◆ SOURCE RECORDS:
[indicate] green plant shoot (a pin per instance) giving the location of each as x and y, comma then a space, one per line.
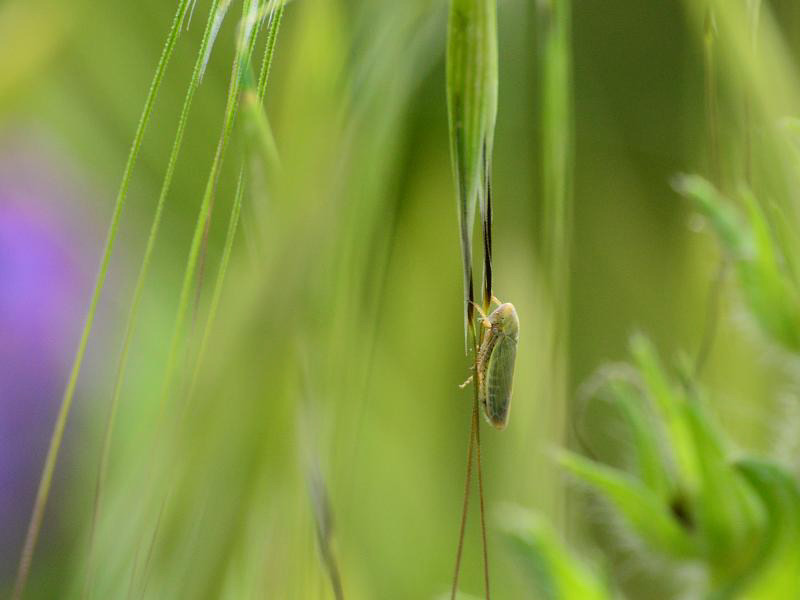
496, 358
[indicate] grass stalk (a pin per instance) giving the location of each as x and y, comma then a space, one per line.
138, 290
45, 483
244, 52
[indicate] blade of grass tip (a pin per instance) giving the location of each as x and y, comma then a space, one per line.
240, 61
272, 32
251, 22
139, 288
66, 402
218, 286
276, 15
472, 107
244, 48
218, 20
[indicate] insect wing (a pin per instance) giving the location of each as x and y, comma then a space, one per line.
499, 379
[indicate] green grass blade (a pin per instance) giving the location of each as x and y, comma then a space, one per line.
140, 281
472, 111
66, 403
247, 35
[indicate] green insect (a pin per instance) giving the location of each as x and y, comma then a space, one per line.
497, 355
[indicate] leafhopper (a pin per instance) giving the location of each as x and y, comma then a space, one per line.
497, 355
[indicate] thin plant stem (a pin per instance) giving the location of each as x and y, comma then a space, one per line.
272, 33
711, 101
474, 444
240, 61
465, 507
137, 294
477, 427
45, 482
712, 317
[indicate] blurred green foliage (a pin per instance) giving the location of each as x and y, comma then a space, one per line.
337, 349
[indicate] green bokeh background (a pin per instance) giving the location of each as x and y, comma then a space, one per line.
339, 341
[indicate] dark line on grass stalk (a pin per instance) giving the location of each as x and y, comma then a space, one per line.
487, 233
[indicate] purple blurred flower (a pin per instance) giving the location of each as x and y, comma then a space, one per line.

...

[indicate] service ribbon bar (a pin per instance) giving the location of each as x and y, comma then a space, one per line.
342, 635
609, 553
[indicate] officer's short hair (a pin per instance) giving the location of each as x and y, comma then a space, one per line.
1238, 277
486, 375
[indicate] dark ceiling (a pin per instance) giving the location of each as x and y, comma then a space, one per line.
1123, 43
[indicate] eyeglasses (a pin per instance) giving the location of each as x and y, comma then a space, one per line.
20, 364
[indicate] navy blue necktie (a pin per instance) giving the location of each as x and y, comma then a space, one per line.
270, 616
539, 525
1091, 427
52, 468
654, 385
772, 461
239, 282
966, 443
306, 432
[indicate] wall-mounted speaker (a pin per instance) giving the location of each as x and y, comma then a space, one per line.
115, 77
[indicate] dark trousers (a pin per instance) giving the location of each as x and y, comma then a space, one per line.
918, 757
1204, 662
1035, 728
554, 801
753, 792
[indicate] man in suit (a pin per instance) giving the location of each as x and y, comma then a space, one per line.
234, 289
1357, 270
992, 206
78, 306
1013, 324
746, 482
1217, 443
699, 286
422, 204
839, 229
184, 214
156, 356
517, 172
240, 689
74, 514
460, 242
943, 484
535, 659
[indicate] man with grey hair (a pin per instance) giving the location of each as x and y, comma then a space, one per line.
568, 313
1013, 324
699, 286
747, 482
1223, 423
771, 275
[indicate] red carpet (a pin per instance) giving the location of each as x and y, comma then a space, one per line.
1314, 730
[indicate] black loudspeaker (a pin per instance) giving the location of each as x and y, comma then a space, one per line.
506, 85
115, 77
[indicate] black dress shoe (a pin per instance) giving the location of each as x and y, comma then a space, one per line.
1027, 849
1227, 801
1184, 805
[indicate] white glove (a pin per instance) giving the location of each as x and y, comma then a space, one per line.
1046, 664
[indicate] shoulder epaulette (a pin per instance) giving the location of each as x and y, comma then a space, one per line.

◆ YOUR INSTRUCTIONS:
Look through the listing above for the line with "[indicate] green plant" and the line with "[indicate] purple blurred". Write out exactly those lines and everything between, leaving out pictures.

◆ WRITTEN ANSWER:
[indicate] green plant shoot (a pin per instance) giving the location of each as x and y, comma then a space, one per line.
496, 358
[indicate] grass stalk (a pin per instance) giving the location of each as x and y, comma then a space, one per line.
138, 290
45, 483
244, 52
[indicate] blade of grass tip (a pin per instance) giving the location of each as x and y, comma then a space, one per line.
240, 61
272, 32
251, 22
139, 288
66, 402
218, 286
276, 15
472, 107
244, 48
218, 20
[indicate] insect wing (a pin per instance) giving the location of each as x and y, comma then a space, one per line.
499, 379
[indicate] green grass blade (a pin per instance) giving the location of each as x and y, comma then a space, one per line.
140, 281
472, 111
66, 403
247, 35
[indicate] green insect (a pin per instance) giving the location of each as x and y, comma then a space, one per line.
497, 355
[indicate] leafhopper (a pin per instance) giving the location of each as x and y, comma then a space, one per line.
497, 355
[indicate] thin plant stem (a pin per instance) giving the location of each as x and y, comma then a space, one per line.
272, 33
711, 101
474, 444
240, 61
465, 507
137, 294
477, 427
45, 482
712, 317
[indicate] blurred green foliage (a pin per instance) giving the location of each as x and y, comma then a space, one per line.
337, 349
[indicate] green bokeh background (a pin per instance) giving the location of each as x and y, comma then a space, one per line.
339, 341
[indicate] dark line on grass stalk (a pin per instance) giving the location of each as x and y, comma then a space, one per line.
487, 233
[indicate] purple blurred flower (a pin per instance) giving the location of each as x and y, comma then a space, one per line.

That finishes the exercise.